◆ WORK REQUIRED
Rewrite the following listing with "bench" renamed to "wooden bench" and every other line left as it is. Begin at the line that contains "of the dark" and continue through the end of the listing.

◆ INPUT FOR THIS TASK
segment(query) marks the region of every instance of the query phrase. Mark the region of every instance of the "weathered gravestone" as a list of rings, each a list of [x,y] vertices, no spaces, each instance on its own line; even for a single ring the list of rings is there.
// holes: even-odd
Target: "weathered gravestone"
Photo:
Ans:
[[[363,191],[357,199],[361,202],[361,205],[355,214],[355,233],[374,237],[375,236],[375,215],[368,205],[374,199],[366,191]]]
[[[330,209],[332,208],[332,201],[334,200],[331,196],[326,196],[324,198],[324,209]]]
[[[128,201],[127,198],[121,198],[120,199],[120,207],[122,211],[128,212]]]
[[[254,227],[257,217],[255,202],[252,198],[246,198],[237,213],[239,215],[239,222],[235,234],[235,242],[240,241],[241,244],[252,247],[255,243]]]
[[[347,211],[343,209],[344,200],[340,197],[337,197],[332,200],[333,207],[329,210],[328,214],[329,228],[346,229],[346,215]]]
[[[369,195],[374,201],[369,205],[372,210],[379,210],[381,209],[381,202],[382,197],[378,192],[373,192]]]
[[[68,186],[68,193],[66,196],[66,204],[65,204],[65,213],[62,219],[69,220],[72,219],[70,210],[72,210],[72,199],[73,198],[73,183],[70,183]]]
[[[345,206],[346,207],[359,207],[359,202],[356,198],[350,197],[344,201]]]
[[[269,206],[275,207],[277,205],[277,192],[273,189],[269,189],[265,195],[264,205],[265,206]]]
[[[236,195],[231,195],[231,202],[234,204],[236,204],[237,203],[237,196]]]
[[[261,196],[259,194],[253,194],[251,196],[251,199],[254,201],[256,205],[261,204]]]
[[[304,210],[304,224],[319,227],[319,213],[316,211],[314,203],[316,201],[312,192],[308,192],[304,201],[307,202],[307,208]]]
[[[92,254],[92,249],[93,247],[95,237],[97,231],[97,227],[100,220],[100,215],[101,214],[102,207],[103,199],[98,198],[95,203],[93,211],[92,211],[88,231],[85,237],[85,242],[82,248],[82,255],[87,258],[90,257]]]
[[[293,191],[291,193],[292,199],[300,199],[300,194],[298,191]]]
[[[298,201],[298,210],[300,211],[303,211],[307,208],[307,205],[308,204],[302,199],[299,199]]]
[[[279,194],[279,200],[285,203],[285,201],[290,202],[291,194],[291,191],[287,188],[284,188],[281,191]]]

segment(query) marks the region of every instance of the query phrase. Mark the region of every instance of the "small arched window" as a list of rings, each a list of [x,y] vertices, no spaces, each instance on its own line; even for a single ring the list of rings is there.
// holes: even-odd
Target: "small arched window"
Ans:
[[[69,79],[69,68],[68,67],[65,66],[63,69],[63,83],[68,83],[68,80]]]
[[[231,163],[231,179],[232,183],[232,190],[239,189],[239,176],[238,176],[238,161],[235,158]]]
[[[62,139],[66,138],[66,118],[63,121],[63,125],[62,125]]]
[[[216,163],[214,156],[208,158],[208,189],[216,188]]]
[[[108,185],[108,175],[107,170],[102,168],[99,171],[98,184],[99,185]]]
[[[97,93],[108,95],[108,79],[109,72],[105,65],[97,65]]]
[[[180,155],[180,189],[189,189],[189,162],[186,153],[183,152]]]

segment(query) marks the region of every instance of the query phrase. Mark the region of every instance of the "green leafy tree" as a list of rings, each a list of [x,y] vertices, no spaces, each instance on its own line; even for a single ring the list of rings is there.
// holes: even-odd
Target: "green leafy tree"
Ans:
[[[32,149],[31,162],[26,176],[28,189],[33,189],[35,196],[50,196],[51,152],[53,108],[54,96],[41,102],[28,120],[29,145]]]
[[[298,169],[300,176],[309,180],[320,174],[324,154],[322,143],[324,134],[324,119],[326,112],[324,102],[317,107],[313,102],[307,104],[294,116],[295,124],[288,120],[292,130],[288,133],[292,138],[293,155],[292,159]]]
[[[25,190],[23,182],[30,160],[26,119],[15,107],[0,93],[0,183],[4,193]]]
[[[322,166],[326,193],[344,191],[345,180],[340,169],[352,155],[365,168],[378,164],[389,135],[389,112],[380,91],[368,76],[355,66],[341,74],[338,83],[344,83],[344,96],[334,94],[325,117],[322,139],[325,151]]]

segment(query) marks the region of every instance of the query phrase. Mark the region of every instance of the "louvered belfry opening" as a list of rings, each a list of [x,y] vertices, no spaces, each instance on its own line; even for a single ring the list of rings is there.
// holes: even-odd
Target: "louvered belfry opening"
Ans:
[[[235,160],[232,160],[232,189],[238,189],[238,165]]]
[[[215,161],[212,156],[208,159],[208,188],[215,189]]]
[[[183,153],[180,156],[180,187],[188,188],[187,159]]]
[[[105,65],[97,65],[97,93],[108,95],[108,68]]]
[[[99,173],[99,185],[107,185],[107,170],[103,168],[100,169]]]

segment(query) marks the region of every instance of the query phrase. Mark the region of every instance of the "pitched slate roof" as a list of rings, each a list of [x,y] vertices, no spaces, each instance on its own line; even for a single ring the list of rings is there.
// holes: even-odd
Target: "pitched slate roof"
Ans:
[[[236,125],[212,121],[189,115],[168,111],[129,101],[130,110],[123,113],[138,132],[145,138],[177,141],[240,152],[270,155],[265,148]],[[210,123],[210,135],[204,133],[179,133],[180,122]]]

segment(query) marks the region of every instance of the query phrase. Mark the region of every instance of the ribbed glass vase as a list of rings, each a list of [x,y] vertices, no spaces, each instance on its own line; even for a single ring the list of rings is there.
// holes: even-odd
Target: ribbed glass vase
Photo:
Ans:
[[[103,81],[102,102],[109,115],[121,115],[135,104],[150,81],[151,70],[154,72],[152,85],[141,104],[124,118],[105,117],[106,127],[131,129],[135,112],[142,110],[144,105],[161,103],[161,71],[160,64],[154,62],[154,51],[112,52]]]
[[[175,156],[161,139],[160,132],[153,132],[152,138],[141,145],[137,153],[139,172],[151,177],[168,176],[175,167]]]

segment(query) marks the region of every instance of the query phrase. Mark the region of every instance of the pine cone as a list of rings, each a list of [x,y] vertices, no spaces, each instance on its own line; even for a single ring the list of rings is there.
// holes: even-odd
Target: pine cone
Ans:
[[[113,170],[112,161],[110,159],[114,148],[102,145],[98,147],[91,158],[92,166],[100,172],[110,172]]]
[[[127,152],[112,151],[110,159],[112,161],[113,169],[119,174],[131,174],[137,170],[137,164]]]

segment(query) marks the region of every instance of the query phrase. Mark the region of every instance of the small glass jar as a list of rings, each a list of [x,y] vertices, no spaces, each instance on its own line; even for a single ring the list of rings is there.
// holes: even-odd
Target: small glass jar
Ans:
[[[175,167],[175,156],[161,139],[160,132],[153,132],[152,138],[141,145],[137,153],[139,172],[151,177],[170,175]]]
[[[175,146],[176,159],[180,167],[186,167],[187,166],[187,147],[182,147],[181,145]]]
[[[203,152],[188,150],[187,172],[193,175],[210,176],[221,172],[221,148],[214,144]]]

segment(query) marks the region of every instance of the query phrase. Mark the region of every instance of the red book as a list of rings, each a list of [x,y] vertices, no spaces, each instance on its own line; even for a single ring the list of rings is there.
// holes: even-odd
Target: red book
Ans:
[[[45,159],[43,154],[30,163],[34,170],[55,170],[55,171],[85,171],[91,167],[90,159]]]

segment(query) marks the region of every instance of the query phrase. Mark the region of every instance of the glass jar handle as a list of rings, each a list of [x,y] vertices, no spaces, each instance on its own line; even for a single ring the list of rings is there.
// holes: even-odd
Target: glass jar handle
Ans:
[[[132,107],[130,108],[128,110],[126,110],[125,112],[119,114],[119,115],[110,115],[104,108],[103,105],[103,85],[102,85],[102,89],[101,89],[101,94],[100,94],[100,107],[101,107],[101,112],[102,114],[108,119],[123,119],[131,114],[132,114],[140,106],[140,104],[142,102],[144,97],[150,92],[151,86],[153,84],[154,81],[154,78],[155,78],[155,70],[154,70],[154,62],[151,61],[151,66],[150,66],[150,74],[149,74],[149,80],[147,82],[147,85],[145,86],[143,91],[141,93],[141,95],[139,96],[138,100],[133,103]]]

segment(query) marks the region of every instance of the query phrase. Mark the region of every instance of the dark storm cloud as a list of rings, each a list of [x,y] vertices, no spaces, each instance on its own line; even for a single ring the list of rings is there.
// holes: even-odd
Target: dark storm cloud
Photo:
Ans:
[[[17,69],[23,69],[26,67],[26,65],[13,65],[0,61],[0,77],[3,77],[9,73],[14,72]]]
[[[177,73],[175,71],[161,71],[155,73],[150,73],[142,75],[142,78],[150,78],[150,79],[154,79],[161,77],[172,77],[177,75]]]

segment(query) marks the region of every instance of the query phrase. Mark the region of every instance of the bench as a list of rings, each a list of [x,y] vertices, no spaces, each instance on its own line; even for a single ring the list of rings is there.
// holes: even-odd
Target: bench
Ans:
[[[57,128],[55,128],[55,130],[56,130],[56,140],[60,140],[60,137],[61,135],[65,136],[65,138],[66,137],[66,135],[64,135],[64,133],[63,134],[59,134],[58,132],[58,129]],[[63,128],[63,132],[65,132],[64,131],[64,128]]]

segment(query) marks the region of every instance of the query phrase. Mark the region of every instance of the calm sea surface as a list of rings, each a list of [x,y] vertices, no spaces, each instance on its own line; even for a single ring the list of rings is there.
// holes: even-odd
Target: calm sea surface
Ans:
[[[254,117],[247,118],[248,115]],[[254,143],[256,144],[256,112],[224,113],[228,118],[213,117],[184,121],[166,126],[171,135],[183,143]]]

◆ EXERCISE SOLUTION
segment(query) marks the region of every instance of the query phrase. Mark the region of every instance of the dark storm cloud as a list of rings, each a list of [x,y] vertices, no spaces, each instance on its own line; even for a single ring the list of rings is there.
// holes: even-odd
Target: dark storm cloud
Photo:
Ans:
[[[17,69],[23,69],[26,67],[26,65],[13,65],[0,61],[0,77],[3,77],[9,73],[14,72]]]
[[[177,73],[175,71],[161,71],[155,73],[150,73],[142,75],[142,78],[150,78],[150,79],[154,79],[161,77],[172,77],[177,75]]]

segment(query) marks the region of every instance of the query phrase. Mark the region of every instance of the wooden bench as a list of rings, each a list of [x,y] vertices, no spaces, each instance on its own line; even for a single ring the list of rings is there.
// holes: even-odd
Target: wooden bench
Ans:
[[[57,128],[55,128],[55,130],[56,130],[56,140],[60,140],[60,137],[61,135],[65,136],[65,138],[66,137],[66,135],[64,135],[64,133],[63,134],[59,134],[58,132],[58,129]],[[63,128],[63,132],[65,132],[64,131],[64,128]]]

segment(query) marks the region of every instance of the query phrase. Mark the region of every instance of the calm sea surface as a list of rings, each a list of [x,y] vertices, no spaces, each instance on its own line; even for a single ring the list of rings is there.
// holes: even-odd
Target: calm sea surface
Ans:
[[[254,117],[247,118],[248,115]],[[254,143],[256,144],[256,112],[224,113],[228,118],[213,117],[184,121],[166,126],[171,135],[183,143]]]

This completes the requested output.